+++ Given information +++
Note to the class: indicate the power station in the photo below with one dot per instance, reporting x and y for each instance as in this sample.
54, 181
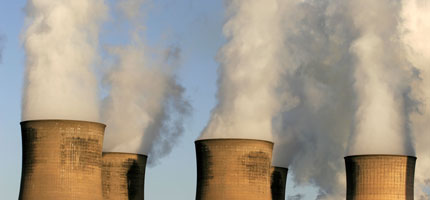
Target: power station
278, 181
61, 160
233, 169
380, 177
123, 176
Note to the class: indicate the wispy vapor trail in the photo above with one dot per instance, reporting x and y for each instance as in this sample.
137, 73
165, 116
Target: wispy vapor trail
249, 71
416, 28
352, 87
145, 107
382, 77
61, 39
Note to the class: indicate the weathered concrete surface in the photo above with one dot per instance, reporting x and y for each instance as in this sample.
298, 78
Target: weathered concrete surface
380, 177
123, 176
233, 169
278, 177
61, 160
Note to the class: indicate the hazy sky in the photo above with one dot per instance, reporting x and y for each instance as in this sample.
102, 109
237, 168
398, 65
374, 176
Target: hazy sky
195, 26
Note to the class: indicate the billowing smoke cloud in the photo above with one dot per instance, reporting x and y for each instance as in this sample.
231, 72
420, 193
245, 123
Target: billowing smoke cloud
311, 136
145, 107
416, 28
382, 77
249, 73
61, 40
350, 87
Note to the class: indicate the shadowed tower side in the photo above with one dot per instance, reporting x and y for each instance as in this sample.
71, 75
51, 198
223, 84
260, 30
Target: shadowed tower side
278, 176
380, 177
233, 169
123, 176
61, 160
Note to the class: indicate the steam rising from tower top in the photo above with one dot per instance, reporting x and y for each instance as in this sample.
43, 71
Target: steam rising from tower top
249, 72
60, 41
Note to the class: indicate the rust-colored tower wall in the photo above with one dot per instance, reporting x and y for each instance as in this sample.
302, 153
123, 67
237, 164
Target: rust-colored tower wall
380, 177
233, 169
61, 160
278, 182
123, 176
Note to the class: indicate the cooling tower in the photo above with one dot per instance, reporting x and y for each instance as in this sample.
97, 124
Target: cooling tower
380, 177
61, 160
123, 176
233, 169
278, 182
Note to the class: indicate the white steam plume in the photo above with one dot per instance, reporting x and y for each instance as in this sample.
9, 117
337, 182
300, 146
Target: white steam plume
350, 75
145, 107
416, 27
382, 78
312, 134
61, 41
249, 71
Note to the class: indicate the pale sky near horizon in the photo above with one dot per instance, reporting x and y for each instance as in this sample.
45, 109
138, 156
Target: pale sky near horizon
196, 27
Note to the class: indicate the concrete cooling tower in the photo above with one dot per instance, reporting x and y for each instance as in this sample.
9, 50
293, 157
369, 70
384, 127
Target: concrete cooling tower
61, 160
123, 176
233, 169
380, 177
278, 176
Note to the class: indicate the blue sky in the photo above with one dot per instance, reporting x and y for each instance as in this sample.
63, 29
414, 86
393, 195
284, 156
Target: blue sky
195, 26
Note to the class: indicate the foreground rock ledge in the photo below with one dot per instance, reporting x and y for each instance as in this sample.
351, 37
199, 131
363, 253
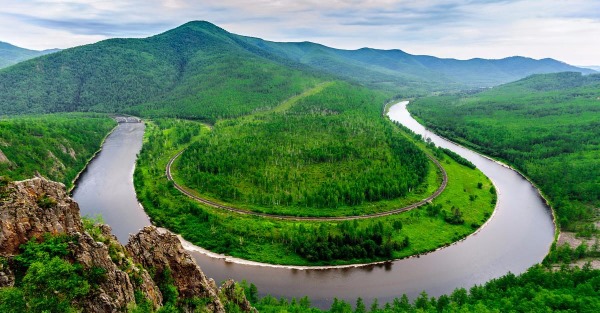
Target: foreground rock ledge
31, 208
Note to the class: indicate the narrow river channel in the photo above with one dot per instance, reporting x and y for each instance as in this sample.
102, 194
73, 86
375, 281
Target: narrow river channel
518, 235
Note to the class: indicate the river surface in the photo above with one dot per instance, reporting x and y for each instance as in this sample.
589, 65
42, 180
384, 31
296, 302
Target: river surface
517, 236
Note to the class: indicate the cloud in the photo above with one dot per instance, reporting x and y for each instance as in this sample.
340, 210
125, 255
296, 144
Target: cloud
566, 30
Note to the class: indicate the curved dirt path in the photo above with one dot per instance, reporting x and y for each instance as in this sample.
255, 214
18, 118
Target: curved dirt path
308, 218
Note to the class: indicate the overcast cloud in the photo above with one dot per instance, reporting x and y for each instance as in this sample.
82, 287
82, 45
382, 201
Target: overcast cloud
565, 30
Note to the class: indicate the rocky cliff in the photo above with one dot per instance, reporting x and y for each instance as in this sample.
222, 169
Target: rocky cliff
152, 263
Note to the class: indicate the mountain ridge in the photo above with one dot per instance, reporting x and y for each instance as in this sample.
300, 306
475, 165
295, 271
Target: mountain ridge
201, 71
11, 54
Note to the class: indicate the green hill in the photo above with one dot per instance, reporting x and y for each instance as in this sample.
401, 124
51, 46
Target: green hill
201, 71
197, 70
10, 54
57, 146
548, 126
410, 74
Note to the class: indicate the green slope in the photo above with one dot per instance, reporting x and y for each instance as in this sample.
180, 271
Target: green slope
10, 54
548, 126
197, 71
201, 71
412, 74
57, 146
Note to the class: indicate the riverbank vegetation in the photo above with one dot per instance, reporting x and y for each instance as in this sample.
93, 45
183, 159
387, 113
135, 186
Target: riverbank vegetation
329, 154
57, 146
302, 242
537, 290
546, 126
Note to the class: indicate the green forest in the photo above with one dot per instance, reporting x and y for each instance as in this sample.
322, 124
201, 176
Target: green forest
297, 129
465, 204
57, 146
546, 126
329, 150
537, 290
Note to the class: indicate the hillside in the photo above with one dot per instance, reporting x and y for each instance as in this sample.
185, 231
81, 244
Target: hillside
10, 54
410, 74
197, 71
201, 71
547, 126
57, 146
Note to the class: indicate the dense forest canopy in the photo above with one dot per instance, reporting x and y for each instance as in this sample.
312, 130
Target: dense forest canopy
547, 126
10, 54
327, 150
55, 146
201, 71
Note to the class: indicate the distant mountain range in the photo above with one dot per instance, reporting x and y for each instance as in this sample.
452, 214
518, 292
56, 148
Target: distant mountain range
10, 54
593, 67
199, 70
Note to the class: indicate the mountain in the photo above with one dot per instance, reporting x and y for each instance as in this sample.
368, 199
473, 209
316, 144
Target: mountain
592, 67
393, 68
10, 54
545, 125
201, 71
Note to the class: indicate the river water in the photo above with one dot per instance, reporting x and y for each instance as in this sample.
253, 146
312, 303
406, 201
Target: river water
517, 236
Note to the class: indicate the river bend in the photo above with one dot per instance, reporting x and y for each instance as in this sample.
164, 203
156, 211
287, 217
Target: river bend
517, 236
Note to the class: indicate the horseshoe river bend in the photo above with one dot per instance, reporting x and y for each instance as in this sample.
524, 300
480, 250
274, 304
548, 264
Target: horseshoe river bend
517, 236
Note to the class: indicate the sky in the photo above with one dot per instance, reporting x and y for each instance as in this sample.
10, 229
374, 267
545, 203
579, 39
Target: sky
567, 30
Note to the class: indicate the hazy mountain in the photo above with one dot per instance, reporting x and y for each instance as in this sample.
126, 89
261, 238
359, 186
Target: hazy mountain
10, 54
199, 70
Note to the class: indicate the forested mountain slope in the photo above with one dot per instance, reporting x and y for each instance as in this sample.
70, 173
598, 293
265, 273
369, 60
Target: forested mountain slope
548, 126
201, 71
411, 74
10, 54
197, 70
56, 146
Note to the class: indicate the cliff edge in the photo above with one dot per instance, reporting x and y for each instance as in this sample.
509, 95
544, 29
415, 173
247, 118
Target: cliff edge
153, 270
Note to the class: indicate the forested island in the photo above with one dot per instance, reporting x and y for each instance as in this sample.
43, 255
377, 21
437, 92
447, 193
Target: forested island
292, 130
+++
Objective
Rescale the lines from the one containing "Note to the class: indicate the forested island" through the last line: reproduce them all, requests included and unchanged, but multiply each x and y coordinate in the answers by 1.45, rounding to whole numbers with halves rounded up.

Answer to this problem
Note to the class: indicate the forested island in the photo above with one dot per instance, reporting x and y for each instance as in this sample.
43, 255
377, 21
437, 92
447, 193
Target: forested island
423, 189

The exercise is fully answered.